- _GIVEN TASK_
Show every line of the listing below that contains the string "tree". Case counts, so match uppercase and lowercase exactly.

- _DATA LISTING_
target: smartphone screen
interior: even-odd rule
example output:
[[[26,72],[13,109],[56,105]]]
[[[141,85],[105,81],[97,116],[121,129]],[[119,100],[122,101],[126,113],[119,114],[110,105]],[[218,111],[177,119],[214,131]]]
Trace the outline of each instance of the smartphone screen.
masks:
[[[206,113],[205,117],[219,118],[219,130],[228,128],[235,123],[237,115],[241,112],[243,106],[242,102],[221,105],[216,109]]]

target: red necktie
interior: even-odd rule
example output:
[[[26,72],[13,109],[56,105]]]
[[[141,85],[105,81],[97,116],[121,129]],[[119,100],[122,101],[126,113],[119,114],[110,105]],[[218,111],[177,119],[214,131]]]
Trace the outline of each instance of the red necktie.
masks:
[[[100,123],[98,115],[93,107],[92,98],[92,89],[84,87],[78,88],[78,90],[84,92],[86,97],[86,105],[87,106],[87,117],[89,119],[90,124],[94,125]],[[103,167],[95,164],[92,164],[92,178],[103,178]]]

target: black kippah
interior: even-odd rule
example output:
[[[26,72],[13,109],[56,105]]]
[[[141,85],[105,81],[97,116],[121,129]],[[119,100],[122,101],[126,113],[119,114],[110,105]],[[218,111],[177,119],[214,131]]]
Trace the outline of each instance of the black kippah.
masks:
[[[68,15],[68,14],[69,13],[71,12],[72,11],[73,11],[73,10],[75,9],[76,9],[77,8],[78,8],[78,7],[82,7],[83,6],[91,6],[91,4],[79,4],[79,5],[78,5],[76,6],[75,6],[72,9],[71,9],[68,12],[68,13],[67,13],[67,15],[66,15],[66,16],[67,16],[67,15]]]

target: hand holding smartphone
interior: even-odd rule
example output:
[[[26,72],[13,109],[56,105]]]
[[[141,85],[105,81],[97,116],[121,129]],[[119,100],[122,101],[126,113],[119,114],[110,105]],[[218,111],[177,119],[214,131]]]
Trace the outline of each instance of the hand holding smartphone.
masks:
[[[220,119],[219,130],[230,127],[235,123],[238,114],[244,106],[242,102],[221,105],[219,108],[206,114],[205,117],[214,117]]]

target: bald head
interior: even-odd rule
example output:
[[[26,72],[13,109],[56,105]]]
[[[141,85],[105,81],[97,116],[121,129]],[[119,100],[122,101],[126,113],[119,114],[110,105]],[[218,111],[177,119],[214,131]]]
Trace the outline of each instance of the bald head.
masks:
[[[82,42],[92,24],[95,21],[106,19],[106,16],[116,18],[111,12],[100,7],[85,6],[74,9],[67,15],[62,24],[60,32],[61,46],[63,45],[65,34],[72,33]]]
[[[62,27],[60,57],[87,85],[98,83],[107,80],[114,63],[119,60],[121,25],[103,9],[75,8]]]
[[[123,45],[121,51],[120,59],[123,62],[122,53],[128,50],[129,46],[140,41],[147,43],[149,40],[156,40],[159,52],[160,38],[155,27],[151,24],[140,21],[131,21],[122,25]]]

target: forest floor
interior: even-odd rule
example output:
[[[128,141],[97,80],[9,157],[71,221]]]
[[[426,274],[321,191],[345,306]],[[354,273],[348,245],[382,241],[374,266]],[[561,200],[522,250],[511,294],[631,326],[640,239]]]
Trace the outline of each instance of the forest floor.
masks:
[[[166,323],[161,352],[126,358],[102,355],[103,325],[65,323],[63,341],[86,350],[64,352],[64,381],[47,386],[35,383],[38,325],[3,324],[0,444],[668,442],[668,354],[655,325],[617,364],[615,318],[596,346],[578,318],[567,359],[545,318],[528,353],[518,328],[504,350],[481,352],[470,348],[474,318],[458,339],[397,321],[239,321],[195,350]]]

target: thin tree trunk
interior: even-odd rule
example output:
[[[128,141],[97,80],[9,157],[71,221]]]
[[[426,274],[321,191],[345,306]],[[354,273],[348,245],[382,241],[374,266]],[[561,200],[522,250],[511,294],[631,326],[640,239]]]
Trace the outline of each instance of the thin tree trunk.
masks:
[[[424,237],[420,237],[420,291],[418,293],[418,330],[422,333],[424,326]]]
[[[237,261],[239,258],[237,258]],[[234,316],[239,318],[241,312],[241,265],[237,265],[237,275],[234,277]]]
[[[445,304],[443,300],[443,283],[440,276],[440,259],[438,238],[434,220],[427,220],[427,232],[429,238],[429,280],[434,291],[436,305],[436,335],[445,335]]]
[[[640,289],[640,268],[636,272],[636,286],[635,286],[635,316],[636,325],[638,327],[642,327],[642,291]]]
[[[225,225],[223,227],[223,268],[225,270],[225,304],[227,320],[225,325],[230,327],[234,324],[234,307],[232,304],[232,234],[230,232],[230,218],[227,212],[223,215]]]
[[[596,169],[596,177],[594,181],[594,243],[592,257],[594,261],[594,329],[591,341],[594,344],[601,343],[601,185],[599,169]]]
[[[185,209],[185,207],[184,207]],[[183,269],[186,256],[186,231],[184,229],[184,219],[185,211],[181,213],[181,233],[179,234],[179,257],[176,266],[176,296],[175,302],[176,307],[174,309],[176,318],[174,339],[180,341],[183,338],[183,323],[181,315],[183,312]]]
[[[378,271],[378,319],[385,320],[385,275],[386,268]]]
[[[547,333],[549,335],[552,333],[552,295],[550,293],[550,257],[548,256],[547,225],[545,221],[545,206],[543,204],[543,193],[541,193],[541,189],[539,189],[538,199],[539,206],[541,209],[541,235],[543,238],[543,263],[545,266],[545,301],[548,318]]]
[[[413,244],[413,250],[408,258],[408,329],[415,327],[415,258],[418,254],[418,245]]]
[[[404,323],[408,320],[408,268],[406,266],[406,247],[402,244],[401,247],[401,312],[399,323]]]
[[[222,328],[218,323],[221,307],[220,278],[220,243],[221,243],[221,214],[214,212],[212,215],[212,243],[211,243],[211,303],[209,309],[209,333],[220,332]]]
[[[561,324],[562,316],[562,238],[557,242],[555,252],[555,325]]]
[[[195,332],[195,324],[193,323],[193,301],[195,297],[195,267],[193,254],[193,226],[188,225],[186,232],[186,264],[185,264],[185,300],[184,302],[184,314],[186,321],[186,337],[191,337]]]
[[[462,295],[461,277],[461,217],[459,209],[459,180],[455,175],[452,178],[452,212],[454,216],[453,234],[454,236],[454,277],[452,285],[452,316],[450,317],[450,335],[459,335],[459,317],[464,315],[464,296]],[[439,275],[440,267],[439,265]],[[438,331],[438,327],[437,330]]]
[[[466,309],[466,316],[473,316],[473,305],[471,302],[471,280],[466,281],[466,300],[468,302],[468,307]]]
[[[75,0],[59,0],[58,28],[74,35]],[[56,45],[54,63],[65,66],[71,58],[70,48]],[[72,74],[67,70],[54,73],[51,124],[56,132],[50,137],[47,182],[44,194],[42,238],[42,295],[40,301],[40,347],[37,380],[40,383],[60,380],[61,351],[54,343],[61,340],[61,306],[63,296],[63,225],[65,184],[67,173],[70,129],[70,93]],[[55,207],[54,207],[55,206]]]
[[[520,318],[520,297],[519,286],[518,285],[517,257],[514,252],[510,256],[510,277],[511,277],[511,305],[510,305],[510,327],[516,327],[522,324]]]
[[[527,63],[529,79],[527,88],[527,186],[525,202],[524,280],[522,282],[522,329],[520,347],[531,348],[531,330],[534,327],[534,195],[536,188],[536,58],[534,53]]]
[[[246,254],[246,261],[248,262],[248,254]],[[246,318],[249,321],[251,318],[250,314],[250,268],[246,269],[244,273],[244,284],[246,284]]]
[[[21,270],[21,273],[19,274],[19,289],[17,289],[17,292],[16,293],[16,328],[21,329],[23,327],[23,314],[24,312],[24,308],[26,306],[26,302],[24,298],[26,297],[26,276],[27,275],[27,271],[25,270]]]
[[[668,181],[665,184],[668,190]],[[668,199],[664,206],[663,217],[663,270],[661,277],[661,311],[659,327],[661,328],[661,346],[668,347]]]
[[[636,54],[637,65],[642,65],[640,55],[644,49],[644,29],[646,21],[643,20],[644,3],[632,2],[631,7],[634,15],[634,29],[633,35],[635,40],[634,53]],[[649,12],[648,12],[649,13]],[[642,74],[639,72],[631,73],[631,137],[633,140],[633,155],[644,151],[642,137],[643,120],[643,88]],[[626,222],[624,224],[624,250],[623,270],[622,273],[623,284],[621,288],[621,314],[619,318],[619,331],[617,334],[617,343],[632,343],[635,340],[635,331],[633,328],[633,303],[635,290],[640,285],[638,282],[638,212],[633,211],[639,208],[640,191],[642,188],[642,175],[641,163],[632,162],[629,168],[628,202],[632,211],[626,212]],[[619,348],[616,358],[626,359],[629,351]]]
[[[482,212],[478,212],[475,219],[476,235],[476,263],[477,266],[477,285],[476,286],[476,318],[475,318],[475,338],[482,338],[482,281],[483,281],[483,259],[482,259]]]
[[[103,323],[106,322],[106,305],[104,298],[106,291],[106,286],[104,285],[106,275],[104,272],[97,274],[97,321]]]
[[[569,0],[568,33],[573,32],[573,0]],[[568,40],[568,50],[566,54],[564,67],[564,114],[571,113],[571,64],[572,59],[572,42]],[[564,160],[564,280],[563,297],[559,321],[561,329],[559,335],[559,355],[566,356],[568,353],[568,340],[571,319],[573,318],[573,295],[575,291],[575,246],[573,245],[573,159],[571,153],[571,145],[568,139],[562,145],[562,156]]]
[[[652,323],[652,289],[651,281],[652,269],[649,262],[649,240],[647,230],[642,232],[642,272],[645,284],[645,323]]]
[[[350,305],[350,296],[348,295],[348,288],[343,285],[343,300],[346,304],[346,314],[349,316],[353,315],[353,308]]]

- _SOLUTION TO THIS EXERCISE_
target: thin tree trunk
Trace the outline of each instance of the thin tree trunk.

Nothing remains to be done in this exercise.